Records from a collection

######

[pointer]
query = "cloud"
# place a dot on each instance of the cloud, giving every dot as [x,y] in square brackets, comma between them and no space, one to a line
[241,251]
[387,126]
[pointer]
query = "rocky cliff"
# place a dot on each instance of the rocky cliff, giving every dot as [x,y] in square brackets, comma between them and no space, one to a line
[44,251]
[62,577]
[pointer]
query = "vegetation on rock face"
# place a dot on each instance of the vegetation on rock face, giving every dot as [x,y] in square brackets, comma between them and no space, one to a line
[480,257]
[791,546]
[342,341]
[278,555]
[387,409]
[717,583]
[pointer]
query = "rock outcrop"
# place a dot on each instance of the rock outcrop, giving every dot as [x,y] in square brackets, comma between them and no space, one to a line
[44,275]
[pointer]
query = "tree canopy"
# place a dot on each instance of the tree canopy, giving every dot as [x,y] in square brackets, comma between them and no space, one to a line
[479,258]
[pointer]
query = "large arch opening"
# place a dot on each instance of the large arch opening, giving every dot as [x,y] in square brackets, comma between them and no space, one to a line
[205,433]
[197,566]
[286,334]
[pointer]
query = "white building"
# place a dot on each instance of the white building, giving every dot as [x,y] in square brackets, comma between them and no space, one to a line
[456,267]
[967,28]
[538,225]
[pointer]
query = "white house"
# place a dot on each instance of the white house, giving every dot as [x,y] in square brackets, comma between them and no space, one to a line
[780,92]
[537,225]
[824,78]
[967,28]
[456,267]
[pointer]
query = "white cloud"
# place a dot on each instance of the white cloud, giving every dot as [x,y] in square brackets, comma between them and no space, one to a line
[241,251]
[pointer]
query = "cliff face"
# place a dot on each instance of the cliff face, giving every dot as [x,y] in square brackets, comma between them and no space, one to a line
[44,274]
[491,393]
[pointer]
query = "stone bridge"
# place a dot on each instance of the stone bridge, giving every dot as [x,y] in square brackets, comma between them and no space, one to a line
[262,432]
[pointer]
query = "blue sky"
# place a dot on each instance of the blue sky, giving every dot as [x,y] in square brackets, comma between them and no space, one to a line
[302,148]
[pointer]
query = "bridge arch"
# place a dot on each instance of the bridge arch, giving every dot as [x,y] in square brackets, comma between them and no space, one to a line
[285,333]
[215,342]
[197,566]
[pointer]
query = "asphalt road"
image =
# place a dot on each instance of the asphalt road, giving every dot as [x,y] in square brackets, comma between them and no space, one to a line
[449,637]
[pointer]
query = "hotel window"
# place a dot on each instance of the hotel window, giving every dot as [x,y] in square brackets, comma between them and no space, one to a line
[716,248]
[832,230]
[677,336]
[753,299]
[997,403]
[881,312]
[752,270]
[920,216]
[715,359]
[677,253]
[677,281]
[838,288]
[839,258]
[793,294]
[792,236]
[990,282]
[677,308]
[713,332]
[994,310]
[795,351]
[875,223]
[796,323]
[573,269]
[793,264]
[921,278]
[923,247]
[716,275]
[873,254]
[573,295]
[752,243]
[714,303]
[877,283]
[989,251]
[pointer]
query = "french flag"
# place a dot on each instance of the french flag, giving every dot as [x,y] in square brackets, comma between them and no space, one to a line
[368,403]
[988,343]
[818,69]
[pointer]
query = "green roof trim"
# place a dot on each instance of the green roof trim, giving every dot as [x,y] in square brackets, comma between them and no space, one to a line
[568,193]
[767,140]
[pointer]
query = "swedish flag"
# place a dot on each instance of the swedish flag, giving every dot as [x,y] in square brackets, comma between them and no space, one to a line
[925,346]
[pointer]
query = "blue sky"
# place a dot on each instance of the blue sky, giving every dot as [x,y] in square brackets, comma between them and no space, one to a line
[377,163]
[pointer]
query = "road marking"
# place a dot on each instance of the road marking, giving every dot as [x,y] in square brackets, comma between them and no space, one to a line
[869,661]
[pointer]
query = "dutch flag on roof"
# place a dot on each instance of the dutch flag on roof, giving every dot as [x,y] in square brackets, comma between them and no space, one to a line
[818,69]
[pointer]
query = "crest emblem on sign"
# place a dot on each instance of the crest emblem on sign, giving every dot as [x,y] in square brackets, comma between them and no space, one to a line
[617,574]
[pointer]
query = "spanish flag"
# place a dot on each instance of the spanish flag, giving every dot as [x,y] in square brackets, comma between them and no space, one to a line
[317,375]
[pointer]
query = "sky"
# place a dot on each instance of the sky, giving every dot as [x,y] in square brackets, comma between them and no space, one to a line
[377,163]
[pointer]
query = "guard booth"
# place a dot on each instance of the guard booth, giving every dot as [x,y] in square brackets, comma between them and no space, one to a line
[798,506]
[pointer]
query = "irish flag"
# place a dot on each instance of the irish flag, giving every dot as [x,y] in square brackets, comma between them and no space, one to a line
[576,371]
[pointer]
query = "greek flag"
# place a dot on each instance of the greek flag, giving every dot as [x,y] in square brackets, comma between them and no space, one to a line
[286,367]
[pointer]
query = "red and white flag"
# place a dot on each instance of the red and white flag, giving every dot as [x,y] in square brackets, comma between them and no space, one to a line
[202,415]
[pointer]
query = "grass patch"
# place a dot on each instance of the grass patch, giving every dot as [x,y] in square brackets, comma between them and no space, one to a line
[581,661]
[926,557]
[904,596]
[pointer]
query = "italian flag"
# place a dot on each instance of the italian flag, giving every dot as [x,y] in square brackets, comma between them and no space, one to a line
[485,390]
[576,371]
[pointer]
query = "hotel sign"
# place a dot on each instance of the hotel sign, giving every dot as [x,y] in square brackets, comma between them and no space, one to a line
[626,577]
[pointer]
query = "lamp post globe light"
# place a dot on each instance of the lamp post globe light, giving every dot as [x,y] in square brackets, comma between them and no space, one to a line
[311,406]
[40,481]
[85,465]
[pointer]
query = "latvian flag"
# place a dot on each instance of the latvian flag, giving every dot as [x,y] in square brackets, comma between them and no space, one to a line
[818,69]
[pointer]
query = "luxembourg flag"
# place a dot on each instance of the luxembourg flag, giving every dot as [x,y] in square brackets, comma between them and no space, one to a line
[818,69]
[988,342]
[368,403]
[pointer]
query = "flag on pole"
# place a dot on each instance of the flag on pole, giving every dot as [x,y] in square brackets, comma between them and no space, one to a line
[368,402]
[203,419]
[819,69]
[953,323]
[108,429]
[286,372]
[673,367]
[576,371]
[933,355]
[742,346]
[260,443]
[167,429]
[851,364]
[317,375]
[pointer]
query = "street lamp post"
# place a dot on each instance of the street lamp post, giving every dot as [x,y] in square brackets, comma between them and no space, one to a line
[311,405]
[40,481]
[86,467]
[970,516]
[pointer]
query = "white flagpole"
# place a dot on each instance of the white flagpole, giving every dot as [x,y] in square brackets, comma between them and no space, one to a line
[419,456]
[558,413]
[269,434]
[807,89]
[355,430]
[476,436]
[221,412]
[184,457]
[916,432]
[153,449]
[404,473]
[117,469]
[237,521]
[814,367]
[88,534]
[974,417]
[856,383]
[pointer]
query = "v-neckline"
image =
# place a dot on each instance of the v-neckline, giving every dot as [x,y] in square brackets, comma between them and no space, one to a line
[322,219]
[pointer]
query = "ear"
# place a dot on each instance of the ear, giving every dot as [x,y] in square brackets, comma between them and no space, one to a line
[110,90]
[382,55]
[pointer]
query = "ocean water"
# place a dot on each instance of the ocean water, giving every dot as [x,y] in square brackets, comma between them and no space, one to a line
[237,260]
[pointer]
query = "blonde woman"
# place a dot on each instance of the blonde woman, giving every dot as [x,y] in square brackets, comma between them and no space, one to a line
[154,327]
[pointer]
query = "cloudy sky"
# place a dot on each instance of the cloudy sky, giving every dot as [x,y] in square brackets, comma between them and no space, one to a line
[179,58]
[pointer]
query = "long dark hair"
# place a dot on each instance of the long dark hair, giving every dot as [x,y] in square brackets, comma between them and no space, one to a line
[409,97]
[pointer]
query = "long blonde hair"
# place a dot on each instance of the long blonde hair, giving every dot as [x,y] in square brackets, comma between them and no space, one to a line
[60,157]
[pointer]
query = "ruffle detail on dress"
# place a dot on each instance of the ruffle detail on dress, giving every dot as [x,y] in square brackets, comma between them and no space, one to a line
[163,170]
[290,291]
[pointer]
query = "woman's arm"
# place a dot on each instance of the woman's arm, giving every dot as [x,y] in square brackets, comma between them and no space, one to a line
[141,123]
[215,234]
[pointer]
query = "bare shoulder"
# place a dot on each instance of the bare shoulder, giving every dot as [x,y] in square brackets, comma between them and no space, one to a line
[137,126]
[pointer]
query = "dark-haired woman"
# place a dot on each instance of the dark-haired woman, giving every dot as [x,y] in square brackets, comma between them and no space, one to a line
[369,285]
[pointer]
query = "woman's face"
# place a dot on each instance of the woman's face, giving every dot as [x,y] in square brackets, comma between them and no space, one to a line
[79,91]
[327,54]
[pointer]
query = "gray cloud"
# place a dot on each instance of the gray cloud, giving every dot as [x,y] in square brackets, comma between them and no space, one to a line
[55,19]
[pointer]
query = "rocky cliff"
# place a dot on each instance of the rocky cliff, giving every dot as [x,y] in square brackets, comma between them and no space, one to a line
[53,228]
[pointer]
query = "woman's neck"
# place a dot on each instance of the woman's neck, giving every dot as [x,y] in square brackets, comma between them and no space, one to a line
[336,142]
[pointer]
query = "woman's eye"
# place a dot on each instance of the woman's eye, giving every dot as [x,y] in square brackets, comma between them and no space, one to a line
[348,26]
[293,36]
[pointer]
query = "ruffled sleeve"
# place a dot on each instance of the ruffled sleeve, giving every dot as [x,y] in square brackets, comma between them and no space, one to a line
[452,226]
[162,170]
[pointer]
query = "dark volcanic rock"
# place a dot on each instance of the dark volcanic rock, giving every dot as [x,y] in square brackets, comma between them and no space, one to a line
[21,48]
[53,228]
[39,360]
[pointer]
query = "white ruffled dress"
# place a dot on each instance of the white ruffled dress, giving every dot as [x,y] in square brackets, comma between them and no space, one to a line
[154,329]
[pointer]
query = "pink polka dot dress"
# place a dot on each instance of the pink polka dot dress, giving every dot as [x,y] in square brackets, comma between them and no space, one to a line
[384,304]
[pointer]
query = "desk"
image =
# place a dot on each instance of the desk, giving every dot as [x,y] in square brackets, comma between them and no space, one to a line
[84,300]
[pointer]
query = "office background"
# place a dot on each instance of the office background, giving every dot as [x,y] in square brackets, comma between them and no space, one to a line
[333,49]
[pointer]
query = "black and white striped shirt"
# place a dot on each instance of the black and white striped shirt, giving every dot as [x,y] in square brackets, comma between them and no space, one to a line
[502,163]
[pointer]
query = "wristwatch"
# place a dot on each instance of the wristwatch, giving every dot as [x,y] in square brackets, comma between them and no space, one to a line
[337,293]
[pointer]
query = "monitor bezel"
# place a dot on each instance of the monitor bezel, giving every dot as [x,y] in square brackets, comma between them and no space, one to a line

######

* **The task**
Show every line of the data above that contains the string "woman".

* **Solution**
query = "blonde woman"
# place a dot on each instance of the blonde woman, giving every dot as [x,y] in square brackets, comma between them and no space, one to a line
query = "woman's arm"
# place a dot on each instance of the woman's arm, giving every dot as [x,y] in square brackets, comma between them and no space, one to a line
query = "dark-haired woman"
# place a dot on each instance of the dark-haired woman, giving every dot as [x,y] in square brackets, comma between them and no space, one to a line
query = "woman's face"
# place a dot on each instance of the woman's face, giving every dot as [x,y] in square brackets, comma between them and no space, one to a line
query = "woman's neck"
# place a dot on each instance of the woman's neck, giving every dot as [x,y] in square brackets, comma between them and no space, one to a line
query = "woman's eye"
# place a dot on each instance of the woman's eye, giving every dot as [x,y] in square brackets, comma between them and no space, one to a line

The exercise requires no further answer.